**QUOTED PASSAGE:**
>>>>
Each Sunday, Peyton Alsobrook, a 19-year-old freshman at Auburn University, gets together with his Alpha Tau Omega fraternity brothers to compare notes on the women they take on dates to Saturday football games.

Those who seem bored are eliminated from further consideration, he says, along with any who might talk too much during a close game "because they're from up North or something." As the all-important Alabama game approaches, Mr. Alsobrook says he's narrowed his list of potential dates to four. The winner, he says, will get a coveted ticket to the big game and, beyond that, special treatment that might include candy or even "actual flowers."

As the Southeastern Conference solidifies its place as the most prestigious in college football—it has produced the last three national champions—the profile of its games and the growing scarcity of tickets have taken a toll on some of the most genteel (some might say antiquated) traditions of college football in the deep South. The University of Mississippi has already banned the waving of confederate flags, replaced a mascot that reminds some of a plantation owner and this week told its marching band to stop playing a song that ends with the words "the South will rise again."

This season, another old Southern football tradition has found itself in the crosshairs. Fraternities, which have long been given some of the best seats in the stadium at schools like Auburn, are facing the prospect of losing the privilege. To avoid this, they're taking a page from their fathers and grandfathers before them: Putting on coats and ties and showing up with a date.
<<<<
**RECORDS:**
>>>>
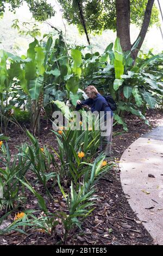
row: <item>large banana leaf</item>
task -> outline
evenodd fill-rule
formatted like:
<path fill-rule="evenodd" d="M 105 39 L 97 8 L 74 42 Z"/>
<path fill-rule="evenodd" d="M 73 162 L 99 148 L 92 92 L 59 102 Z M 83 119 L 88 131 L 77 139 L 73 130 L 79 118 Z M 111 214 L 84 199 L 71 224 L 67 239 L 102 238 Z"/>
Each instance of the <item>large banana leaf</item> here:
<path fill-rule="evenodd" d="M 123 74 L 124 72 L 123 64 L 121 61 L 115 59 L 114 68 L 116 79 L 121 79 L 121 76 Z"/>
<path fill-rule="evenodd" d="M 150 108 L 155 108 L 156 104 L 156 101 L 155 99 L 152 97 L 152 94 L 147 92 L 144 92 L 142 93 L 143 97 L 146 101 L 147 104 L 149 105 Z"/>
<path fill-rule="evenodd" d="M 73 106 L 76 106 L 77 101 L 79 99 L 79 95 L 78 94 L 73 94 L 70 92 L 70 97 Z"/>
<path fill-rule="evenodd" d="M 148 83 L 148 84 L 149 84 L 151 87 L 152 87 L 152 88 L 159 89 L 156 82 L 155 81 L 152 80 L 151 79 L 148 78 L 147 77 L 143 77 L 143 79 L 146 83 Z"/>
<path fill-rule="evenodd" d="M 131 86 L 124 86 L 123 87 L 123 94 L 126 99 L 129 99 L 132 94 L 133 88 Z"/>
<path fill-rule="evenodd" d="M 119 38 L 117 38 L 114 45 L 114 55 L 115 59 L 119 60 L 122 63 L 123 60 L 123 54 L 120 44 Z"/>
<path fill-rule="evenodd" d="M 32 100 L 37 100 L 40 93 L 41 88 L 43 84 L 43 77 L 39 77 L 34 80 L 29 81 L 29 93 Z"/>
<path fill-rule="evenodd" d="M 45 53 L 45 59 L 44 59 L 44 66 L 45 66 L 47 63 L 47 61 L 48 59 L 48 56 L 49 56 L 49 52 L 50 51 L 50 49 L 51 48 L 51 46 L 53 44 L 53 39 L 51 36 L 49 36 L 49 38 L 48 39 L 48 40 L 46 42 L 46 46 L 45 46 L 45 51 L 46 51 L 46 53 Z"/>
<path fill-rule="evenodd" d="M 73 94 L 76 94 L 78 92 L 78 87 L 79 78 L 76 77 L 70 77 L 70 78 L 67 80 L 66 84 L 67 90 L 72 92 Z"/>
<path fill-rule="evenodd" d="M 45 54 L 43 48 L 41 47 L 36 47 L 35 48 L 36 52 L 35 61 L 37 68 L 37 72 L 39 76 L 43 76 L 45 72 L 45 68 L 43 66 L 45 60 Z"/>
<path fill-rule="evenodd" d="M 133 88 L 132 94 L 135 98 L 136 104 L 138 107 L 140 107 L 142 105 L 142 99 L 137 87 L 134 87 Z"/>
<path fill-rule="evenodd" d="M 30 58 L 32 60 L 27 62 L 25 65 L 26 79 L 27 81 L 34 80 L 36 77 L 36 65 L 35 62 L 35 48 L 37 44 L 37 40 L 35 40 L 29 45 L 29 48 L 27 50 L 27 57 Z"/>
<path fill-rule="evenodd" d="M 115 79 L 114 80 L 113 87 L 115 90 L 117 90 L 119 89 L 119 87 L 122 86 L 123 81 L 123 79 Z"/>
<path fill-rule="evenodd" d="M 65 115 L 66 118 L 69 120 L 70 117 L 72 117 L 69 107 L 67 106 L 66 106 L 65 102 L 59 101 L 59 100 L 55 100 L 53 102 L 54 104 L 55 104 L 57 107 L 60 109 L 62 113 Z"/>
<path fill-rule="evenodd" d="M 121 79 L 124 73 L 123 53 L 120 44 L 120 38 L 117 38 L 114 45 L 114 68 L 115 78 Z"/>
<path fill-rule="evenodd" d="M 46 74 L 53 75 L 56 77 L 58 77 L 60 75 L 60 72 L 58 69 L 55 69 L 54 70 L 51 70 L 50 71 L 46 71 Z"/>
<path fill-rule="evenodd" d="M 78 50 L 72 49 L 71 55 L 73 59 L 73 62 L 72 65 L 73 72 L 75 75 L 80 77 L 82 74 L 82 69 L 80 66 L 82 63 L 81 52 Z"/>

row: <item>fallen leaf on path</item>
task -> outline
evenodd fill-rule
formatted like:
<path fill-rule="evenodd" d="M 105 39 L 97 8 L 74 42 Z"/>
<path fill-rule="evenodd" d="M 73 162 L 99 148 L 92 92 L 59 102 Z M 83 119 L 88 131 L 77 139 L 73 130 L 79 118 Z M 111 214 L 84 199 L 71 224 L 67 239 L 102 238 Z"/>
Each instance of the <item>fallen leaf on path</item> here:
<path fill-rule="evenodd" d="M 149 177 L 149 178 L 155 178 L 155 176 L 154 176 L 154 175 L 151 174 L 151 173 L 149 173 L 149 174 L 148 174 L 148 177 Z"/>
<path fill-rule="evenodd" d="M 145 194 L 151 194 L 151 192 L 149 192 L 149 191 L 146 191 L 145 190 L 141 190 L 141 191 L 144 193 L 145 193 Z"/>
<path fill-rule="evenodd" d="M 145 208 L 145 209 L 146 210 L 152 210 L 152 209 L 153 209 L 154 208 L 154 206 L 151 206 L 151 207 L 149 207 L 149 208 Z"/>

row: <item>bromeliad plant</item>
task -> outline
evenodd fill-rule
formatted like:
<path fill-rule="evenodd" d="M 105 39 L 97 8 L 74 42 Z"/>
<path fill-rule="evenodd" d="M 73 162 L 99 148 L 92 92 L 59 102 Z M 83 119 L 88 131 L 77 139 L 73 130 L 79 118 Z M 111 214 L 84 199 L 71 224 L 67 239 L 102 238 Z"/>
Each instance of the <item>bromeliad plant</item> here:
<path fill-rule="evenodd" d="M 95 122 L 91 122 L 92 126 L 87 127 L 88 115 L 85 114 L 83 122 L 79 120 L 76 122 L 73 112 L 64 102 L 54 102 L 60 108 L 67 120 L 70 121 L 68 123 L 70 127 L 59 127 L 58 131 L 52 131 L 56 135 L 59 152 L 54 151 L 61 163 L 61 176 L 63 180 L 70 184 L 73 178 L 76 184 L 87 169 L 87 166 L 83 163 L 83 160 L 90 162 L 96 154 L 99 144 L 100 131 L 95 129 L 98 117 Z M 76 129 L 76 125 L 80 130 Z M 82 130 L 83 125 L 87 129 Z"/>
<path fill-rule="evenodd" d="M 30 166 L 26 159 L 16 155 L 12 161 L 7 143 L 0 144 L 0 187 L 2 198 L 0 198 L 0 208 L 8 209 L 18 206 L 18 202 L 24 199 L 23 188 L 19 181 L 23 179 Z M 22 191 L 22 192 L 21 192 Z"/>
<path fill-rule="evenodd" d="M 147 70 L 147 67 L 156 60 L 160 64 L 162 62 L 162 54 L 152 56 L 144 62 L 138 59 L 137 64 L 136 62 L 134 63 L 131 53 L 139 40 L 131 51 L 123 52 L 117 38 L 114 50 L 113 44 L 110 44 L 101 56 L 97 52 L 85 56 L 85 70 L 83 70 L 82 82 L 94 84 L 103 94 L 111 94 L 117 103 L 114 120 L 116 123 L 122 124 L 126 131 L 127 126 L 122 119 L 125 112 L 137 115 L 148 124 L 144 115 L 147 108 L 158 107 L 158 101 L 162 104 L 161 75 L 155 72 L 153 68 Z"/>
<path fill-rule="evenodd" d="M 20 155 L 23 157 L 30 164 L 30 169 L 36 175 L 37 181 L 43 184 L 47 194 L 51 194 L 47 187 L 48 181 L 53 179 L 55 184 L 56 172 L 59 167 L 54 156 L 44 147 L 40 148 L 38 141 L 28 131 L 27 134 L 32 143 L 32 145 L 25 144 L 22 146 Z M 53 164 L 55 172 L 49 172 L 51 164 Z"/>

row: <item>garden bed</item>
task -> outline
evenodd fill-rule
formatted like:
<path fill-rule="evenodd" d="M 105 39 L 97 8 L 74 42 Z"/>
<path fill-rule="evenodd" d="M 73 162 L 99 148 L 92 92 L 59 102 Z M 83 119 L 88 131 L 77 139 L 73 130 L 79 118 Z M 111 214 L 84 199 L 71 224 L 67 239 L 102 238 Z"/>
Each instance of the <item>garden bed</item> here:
<<<<
**TASK GOAL:** Give back the passage of the article on fraternity football dates from "Each Sunday, Peyton" to "Saturday football games.", word for word.

**THE RESULT:**
Each Sunday, Peyton Alsobrook, a 19-year-old freshman at Auburn University, gets together with his Alpha Tau Omega fraternity brothers to compare notes on the women they take on dates to Saturday football games.